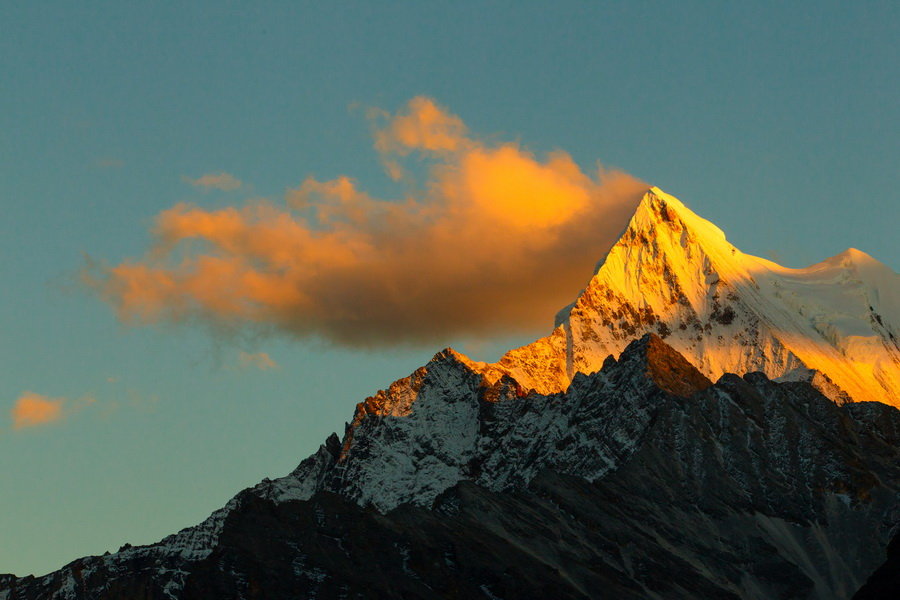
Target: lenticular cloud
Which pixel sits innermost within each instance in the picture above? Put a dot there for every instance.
(494, 240)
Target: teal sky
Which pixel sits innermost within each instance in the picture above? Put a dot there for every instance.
(778, 123)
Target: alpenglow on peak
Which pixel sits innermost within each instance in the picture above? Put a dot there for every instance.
(673, 273)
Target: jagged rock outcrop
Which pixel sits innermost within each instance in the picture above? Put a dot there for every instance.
(562, 471)
(644, 480)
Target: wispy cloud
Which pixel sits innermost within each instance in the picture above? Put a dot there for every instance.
(32, 410)
(257, 360)
(225, 182)
(109, 163)
(494, 240)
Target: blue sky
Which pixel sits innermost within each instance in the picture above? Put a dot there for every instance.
(778, 123)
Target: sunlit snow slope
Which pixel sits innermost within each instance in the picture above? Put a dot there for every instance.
(835, 323)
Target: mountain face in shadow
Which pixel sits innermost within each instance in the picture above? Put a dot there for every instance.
(621, 456)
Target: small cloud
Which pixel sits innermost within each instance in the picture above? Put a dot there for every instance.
(33, 409)
(109, 163)
(487, 240)
(259, 360)
(225, 182)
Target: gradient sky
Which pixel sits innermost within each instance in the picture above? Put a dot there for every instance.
(778, 123)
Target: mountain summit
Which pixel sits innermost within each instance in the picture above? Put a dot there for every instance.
(695, 426)
(835, 323)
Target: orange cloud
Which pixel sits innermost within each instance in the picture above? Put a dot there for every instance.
(259, 360)
(216, 181)
(494, 241)
(33, 409)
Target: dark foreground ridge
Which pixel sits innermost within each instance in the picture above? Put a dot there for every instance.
(644, 480)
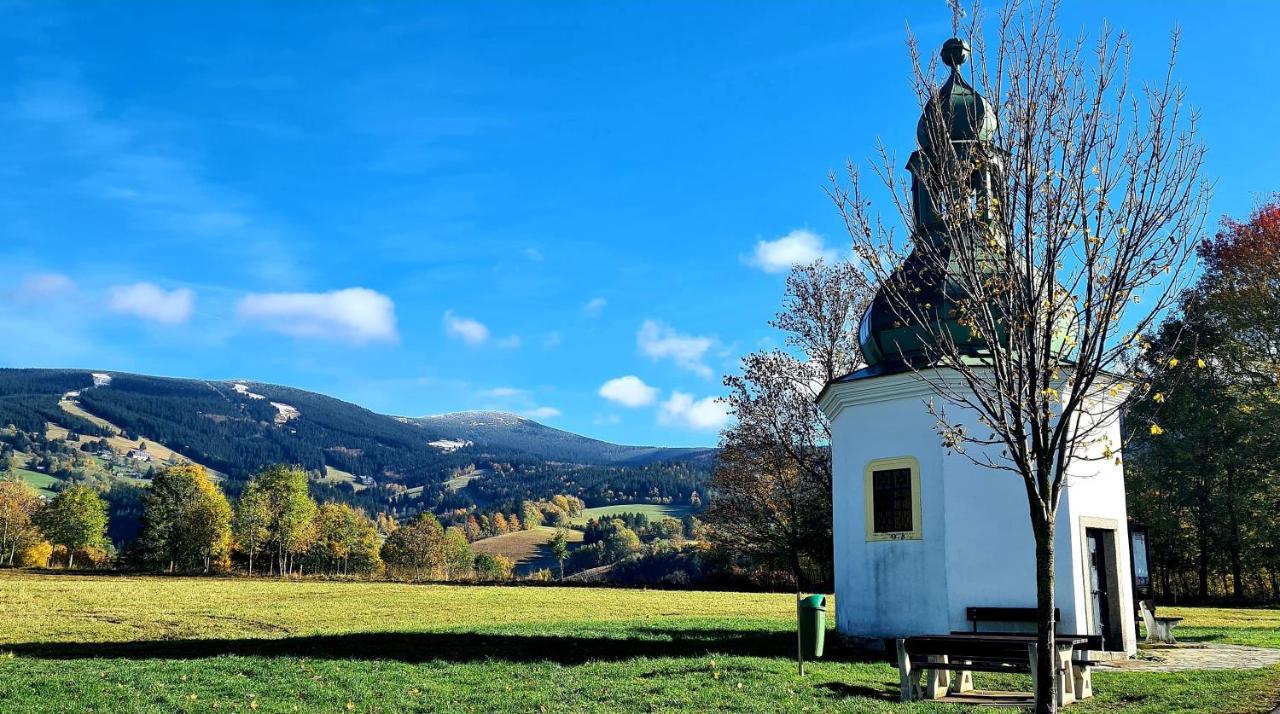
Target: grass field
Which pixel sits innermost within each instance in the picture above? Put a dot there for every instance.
(650, 509)
(155, 644)
(526, 548)
(44, 483)
(1244, 626)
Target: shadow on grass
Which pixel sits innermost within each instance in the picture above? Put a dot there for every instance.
(860, 691)
(448, 646)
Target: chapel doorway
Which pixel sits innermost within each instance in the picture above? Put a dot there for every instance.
(1102, 586)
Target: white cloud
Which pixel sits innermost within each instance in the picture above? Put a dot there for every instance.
(152, 302)
(44, 285)
(798, 247)
(356, 315)
(703, 415)
(661, 342)
(504, 393)
(629, 390)
(471, 332)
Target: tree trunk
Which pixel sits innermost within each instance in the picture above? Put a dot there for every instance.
(1046, 654)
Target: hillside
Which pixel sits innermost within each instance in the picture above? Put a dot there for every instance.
(375, 461)
(503, 431)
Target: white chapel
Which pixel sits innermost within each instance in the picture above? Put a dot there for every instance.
(923, 535)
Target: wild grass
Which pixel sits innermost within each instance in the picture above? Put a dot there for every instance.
(653, 511)
(168, 644)
(528, 549)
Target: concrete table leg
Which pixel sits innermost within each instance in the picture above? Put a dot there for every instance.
(963, 682)
(1065, 678)
(938, 681)
(905, 677)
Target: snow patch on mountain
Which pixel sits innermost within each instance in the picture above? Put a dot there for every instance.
(240, 388)
(449, 445)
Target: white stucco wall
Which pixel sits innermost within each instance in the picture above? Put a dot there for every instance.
(977, 545)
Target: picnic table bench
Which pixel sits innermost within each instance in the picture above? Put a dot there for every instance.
(961, 654)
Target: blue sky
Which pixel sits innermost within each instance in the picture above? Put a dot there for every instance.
(429, 207)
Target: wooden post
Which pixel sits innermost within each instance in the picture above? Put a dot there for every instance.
(799, 640)
(1034, 660)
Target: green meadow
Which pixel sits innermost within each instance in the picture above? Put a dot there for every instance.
(76, 642)
(650, 511)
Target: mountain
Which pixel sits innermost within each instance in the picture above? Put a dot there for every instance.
(376, 461)
(512, 433)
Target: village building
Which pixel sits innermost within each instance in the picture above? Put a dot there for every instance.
(923, 534)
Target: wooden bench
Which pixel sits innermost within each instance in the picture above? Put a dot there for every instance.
(1160, 630)
(1005, 614)
(1082, 663)
(963, 654)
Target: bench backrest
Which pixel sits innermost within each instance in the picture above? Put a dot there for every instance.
(1005, 614)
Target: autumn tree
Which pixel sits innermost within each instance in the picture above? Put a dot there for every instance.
(772, 485)
(493, 567)
(74, 518)
(186, 520)
(291, 512)
(18, 502)
(252, 523)
(346, 540)
(456, 553)
(1048, 225)
(560, 548)
(1207, 483)
(417, 547)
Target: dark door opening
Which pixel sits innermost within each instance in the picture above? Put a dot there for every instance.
(1098, 586)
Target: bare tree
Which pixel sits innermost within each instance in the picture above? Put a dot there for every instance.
(771, 493)
(1046, 242)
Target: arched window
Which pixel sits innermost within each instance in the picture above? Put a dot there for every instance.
(892, 495)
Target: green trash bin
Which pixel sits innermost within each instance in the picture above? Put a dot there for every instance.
(813, 625)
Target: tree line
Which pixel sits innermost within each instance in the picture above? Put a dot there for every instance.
(1203, 467)
(274, 529)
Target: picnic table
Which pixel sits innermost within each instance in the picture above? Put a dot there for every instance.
(963, 654)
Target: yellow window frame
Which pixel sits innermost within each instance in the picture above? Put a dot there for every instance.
(917, 531)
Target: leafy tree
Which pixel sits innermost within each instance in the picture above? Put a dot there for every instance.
(493, 567)
(252, 523)
(343, 535)
(560, 548)
(457, 554)
(186, 522)
(18, 502)
(417, 547)
(291, 512)
(1206, 480)
(76, 518)
(780, 435)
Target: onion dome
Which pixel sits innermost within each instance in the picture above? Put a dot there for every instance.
(965, 113)
(890, 342)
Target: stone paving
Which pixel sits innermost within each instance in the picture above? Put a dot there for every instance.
(1180, 658)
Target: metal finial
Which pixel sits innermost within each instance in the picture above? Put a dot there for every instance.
(955, 53)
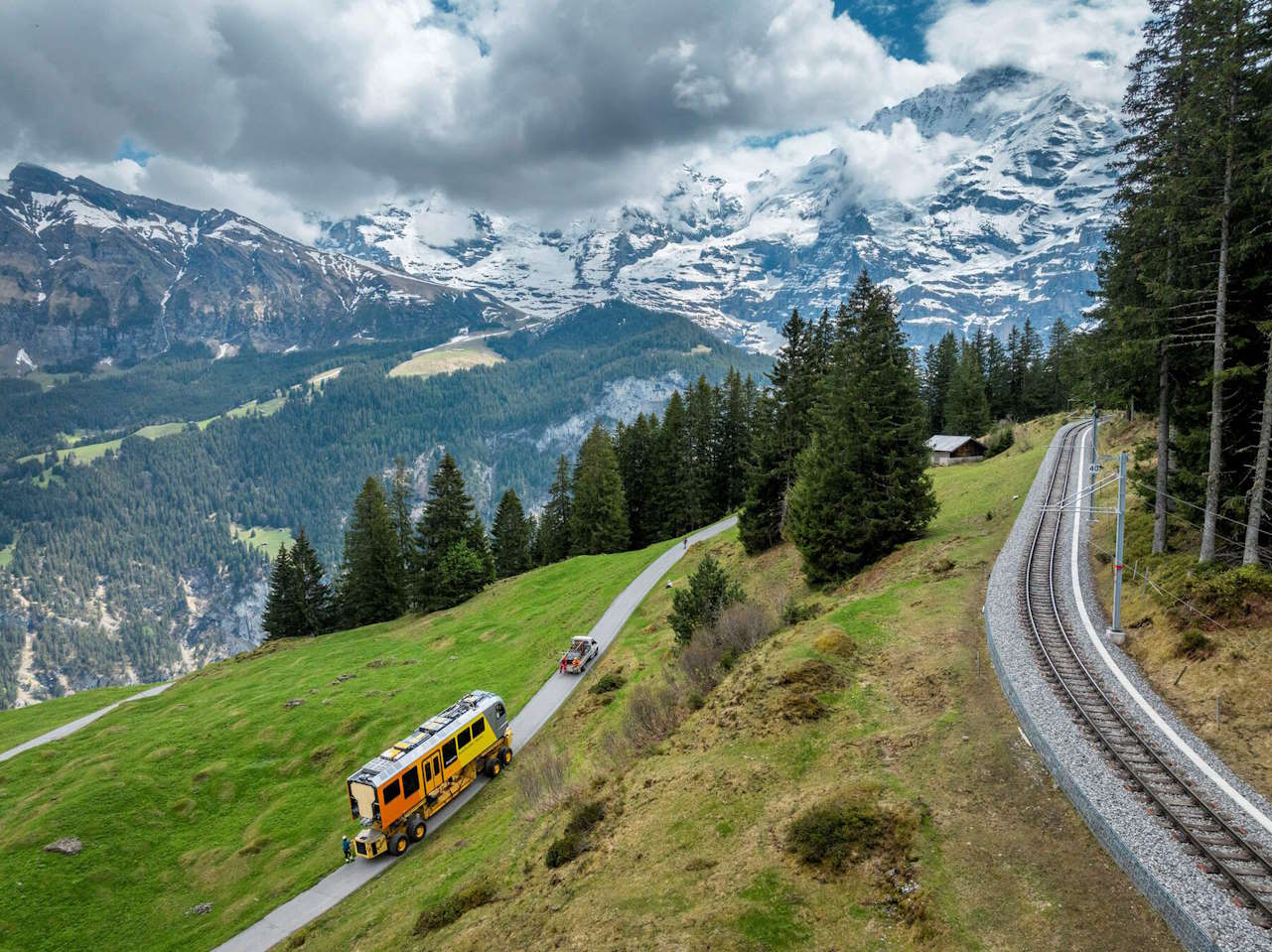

## [INSTRUCTIONS TO FOLLOW]
Reproduce every line in the part that opens with the line containing "Target: wispy cloud" and closes with the line containing "(1102, 586)", and return only those lines, leaving the pictures out. Scale each point coordinate by 0.3, round it to a whole number with halves going up, and keep all other wording unchanged.

## [PROBLEM SOLUTION]
Target: wispy cloud
Which pixel sits innermost within each instance in the picture above? Put a dot there for every instance.
(10, 123)
(77, 108)
(68, 55)
(33, 49)
(148, 72)
Target: blue sky
Which pixel sits innermost within each instance in the picture above? Put a dot there for every instance.
(233, 37)
Target: sunlit snow slope
Which pixel sits innermost within each instance in the picture above? Put a dot there for every instance.
(251, 97)
Target: mountain face in shadow
Which pixel sits innermost within each instance in the picture above? Put a dot there for every instance.
(186, 137)
Target: small cloud
Which pixel sits innermost within each instance in the picture above? Put a dot there for every instance.
(10, 123)
(33, 49)
(146, 72)
(78, 108)
(68, 55)
Target: gradient sky
Which pixel sits innermost within each instance in the picture above? Put a dot there for every instance.
(233, 37)
Target: mountain summit
Which pixel sits innermost within each instance in the picture above? Put a dot there for every instance.
(209, 128)
(251, 97)
Target: orange cloud
Which pixel sits innermost within each instance in the picture above? Put a dot there for every instance.
(78, 108)
(65, 54)
(148, 72)
(10, 123)
Target: dark foreground ridge
Which pixel sits innermost within each instance in the picture above? Put a dot there for every instance.
(193, 144)
Target: grass field
Which pixel sits innermost within each instance in the picture above? Put a dot there for every instance.
(195, 153)
(47, 193)
(158, 164)
(13, 145)
(373, 188)
Target: shadow on grass
Which pixel sits innermost within each instance in the picture above? Put a dot there for every instance.
(258, 207)
(134, 194)
Target: chapel doorway
Which pixel sits innermost within each instance in the picture above? Put a dot there for every instance.
(331, 176)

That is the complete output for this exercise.